WHAT THE TASK REQUIRES
Reproduce only this part of the listing: the line with "Target: <item>zebra neck</item>", plus every line after it through the last.

DATA LISTING
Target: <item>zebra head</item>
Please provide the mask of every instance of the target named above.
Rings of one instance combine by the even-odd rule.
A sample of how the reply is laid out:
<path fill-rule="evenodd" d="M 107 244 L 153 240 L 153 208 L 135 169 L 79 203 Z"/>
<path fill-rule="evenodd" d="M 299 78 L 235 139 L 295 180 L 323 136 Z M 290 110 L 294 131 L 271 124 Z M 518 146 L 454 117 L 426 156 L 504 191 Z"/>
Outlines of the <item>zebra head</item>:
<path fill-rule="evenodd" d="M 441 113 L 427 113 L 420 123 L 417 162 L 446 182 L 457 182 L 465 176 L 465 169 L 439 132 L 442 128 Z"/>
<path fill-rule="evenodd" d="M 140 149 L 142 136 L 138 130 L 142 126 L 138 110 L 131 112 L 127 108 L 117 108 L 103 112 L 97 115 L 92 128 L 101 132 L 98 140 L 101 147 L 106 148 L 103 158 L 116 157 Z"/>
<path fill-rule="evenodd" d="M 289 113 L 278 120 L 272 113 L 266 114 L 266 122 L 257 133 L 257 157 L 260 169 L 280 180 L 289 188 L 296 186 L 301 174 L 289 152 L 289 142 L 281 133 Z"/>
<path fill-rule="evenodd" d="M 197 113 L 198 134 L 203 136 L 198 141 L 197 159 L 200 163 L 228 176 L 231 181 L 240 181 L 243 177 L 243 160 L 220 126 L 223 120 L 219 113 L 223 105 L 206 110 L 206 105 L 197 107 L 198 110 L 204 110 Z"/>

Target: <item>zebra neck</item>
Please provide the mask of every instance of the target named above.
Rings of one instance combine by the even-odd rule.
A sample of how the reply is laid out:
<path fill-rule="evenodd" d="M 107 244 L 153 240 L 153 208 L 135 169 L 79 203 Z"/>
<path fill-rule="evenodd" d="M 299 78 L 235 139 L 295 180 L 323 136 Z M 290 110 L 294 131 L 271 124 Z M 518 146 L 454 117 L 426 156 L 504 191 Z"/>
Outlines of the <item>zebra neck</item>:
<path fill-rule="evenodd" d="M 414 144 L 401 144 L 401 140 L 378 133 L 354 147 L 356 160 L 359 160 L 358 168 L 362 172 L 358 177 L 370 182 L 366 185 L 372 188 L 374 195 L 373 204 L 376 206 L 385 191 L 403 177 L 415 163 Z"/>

CORRECT RESPONSE
Target: <item>zebra neck</item>
Please provide the mask of every instance of the target named above.
Rings of one instance combine by the even-odd rule.
A sample of how the reply is laid out:
<path fill-rule="evenodd" d="M 107 244 L 153 240 L 153 208 L 135 169 L 79 203 Z"/>
<path fill-rule="evenodd" d="M 299 78 L 235 139 L 295 180 L 323 136 Z M 290 110 L 294 131 L 271 124 Z M 518 146 L 454 117 L 426 156 L 504 191 Z"/>
Outlines of the <item>zebra neck</item>:
<path fill-rule="evenodd" d="M 414 144 L 401 144 L 401 140 L 378 133 L 354 147 L 356 160 L 359 160 L 358 168 L 362 172 L 358 177 L 370 182 L 366 185 L 372 188 L 374 195 L 373 204 L 376 206 L 385 191 L 403 177 L 415 163 Z"/>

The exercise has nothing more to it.